### To be done
Please render the lines of the records as a JSON list of strings, one string per line, leaving out blank lines. Cover only the lines starting with the one that contains "Objective — one marker per instance of the tall" and continuing through the end of the records.

### Records for the task

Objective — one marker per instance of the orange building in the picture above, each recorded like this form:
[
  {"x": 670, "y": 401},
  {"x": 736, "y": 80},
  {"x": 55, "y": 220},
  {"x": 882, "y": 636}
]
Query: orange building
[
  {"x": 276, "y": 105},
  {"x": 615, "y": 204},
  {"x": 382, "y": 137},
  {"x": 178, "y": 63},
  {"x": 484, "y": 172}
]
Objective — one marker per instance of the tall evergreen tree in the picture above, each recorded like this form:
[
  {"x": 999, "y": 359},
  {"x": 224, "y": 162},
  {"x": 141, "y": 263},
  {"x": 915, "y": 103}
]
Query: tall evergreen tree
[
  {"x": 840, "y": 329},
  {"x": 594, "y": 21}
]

### Answer to the task
[
  "Objective — one marker per instance of the tall evergreen tree in the picture above, each recorded like this form:",
  "[",
  "  {\"x\": 999, \"y\": 359},",
  "  {\"x\": 224, \"y\": 162},",
  "  {\"x\": 141, \"y\": 263},",
  "  {\"x\": 915, \"y\": 103}",
  "]",
  "Query: tall evergreen tree",
  "[",
  "  {\"x\": 840, \"y\": 329},",
  "  {\"x\": 594, \"y\": 21}",
  "]"
]